— Task brief —
Report each line of the entries that includes "evergreen" by copying it.

= Beginning of Section =

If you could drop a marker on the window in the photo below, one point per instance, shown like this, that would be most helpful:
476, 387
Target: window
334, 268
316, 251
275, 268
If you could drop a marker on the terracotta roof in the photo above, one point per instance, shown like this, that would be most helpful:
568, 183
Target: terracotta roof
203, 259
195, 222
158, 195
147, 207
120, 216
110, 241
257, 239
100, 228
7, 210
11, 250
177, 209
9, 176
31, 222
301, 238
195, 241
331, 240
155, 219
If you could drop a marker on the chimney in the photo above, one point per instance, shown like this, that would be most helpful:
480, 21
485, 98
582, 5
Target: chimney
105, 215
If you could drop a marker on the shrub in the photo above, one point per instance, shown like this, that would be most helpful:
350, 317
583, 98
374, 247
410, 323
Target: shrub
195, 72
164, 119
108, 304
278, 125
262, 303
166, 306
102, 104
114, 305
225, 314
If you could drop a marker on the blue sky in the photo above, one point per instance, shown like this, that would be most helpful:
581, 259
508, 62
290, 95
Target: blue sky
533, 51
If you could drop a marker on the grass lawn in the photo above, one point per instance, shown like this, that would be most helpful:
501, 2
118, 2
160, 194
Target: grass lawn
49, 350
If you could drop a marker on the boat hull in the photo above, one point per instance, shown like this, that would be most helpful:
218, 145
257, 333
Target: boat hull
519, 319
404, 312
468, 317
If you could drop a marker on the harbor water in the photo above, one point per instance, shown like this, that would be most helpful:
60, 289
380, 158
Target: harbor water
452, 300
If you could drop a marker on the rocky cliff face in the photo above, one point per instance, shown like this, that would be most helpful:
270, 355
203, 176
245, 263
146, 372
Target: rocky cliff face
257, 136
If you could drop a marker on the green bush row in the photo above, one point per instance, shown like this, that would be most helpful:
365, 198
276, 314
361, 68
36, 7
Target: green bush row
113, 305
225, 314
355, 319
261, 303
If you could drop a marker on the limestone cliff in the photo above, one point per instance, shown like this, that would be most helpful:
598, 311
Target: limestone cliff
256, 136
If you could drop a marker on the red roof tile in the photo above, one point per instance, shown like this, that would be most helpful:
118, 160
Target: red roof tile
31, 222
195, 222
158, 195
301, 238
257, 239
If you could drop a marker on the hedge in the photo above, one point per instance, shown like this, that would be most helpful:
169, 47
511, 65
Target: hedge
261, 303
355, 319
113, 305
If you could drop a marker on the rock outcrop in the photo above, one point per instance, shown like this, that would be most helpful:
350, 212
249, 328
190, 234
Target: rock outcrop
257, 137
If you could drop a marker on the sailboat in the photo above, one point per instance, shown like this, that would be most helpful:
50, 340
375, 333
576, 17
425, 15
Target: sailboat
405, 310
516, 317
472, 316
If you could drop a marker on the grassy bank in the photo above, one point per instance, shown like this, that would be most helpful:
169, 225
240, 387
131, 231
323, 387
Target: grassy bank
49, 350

= End of Section =
= Beginning of Section =

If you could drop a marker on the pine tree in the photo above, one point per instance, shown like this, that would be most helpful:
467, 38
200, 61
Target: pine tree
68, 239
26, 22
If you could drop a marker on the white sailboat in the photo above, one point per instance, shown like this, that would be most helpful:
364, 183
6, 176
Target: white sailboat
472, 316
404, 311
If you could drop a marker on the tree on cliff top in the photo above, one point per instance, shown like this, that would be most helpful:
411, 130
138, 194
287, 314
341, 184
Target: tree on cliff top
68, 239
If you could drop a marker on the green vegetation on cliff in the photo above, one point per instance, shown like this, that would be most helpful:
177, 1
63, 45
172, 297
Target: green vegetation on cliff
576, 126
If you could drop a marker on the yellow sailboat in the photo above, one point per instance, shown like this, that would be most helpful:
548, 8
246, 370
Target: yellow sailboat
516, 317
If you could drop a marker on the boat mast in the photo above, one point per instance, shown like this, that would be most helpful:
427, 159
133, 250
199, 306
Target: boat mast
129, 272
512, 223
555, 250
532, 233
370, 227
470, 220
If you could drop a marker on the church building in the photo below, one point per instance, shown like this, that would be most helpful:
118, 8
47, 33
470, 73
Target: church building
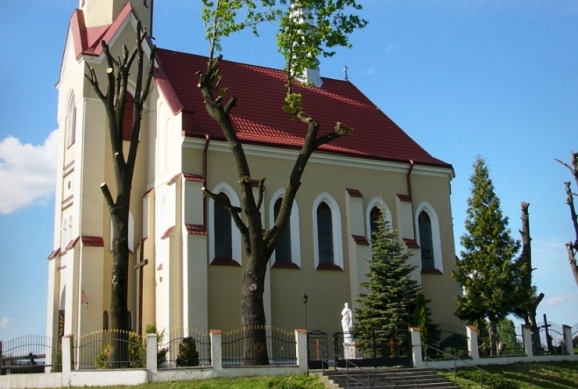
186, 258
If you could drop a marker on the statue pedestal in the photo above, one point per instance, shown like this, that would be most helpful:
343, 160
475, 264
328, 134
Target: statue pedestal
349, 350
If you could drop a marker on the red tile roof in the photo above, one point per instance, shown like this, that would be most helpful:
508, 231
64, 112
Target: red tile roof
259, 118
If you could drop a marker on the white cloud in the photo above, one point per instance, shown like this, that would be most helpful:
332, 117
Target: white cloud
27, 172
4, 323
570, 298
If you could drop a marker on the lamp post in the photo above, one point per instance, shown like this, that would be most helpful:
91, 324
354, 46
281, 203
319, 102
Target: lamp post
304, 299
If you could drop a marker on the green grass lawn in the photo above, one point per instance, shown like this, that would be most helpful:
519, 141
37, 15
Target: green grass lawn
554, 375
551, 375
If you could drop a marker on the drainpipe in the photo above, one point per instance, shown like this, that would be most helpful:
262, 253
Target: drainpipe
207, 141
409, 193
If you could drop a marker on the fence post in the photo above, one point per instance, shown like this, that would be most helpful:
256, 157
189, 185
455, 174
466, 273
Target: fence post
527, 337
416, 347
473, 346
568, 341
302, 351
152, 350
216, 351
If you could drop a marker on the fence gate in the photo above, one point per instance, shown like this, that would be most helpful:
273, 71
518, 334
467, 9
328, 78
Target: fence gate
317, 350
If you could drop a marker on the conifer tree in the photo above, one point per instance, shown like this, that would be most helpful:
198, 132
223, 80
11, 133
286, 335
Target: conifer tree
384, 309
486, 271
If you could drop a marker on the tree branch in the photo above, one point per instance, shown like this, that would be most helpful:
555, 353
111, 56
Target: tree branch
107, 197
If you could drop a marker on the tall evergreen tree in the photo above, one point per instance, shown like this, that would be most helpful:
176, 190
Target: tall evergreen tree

= End of Section =
= Beginning of Section =

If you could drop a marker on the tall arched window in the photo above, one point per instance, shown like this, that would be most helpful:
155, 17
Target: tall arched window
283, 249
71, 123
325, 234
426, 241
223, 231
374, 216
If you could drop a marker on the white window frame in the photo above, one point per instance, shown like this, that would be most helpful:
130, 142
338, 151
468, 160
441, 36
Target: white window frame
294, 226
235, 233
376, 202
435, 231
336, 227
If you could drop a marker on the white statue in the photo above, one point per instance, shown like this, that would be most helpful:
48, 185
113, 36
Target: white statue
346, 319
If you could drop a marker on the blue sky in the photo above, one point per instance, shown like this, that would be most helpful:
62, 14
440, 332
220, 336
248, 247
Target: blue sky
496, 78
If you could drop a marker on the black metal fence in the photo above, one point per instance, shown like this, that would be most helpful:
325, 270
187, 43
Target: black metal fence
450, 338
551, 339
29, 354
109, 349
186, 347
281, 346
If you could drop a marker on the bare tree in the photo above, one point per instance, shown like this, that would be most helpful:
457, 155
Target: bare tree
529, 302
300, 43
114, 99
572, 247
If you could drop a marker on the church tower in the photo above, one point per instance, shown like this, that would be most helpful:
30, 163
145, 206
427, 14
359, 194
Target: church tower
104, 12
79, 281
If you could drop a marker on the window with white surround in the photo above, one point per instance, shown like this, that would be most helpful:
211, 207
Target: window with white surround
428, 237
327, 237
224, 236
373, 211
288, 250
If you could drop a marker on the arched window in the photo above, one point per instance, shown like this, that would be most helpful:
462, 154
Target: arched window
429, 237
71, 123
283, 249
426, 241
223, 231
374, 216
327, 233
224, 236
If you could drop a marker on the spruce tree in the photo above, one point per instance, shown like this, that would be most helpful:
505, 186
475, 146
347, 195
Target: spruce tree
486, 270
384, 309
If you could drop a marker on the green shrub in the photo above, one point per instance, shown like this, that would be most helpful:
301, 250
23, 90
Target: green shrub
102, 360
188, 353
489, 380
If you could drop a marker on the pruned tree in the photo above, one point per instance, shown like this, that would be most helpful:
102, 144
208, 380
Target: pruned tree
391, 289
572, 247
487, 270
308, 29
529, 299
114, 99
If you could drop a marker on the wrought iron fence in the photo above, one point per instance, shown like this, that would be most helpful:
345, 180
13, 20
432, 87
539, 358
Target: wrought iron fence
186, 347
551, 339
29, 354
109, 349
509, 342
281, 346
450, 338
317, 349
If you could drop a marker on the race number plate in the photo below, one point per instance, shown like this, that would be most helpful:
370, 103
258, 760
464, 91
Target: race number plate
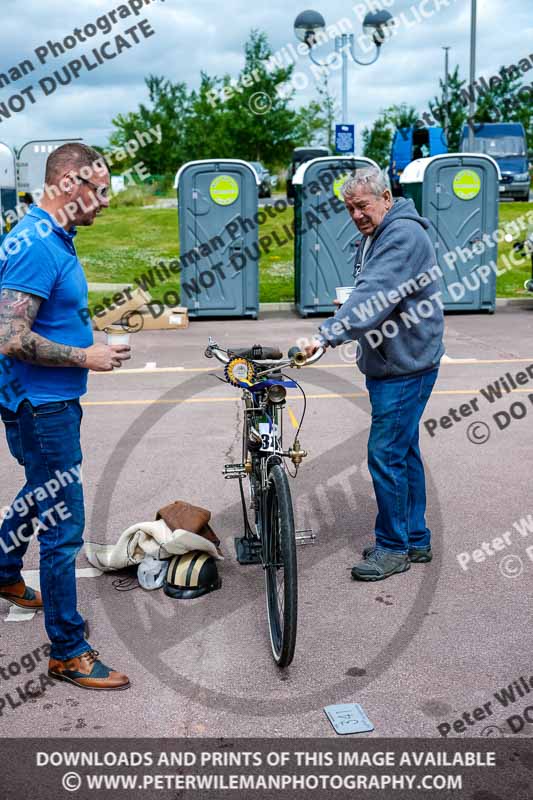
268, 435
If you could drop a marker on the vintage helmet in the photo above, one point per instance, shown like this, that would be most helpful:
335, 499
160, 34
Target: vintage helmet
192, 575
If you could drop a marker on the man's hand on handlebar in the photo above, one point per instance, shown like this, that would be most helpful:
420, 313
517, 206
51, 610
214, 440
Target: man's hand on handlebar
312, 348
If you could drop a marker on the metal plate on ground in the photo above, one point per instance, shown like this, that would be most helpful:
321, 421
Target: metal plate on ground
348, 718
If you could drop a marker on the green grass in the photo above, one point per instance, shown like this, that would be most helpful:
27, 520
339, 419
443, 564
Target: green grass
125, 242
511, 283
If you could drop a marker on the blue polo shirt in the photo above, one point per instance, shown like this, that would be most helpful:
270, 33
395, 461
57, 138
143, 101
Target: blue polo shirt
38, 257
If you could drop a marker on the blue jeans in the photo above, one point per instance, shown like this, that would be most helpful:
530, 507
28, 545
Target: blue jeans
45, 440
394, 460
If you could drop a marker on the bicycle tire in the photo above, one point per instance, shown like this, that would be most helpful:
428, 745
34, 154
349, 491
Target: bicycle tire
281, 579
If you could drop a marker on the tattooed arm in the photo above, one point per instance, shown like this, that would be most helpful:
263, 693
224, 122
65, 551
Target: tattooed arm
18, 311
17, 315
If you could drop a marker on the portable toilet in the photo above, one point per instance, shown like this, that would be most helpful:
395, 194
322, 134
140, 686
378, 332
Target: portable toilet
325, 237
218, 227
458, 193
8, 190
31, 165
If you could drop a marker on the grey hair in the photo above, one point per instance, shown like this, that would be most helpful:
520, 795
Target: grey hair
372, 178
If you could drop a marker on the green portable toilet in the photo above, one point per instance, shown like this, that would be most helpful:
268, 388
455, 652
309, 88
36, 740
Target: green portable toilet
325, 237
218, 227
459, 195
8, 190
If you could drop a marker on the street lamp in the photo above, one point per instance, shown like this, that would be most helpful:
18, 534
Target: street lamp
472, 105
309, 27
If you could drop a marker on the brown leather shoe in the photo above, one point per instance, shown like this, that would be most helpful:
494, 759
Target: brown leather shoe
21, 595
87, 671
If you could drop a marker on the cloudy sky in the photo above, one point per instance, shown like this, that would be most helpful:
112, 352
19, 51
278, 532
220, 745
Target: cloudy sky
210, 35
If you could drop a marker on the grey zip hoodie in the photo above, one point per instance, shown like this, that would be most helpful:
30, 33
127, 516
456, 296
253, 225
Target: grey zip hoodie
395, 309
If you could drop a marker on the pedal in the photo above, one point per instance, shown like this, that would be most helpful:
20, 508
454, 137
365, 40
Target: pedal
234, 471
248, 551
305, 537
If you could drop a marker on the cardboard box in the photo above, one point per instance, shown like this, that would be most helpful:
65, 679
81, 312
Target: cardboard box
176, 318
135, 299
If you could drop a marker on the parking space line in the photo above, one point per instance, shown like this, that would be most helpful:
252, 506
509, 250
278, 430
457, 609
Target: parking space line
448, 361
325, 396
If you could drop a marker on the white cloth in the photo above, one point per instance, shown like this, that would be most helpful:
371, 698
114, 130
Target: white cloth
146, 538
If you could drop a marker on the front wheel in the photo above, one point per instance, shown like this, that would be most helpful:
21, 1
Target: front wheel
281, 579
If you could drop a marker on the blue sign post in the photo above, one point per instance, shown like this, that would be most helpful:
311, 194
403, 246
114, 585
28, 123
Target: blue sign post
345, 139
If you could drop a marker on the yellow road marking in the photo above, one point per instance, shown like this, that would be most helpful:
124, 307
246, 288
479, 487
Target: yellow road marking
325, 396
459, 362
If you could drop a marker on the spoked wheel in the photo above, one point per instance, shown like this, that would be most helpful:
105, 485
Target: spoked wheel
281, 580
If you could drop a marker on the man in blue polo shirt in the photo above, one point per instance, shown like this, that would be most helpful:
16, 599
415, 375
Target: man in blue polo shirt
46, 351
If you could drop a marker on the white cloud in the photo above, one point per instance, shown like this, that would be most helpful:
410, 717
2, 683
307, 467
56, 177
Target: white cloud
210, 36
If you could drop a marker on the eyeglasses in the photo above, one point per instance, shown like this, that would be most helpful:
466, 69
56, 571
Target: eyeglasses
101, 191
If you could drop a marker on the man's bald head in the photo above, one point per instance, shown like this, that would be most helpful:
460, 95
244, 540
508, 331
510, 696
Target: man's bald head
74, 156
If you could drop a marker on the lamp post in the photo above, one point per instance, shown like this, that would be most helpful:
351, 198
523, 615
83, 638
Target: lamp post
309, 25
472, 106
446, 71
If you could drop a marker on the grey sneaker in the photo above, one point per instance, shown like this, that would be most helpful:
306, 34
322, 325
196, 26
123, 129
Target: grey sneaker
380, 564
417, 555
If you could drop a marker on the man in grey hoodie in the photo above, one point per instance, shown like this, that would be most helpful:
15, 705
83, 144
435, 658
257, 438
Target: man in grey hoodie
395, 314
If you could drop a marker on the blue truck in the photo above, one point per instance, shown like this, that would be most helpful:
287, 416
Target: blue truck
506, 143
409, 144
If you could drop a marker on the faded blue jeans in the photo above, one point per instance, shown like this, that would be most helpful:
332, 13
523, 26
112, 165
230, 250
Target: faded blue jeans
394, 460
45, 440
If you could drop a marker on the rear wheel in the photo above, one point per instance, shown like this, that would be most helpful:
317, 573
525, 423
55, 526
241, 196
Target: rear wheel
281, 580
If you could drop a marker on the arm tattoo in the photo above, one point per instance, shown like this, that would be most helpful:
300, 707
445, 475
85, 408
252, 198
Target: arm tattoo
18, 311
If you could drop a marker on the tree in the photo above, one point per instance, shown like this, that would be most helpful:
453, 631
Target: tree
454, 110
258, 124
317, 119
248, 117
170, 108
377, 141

= End of Section =

— Exercise result —
If you could drop a marker on the tall evergreen tree in the photo above, one point per instance, shown like this, that would be most helpful:
Target: tall evergreen tree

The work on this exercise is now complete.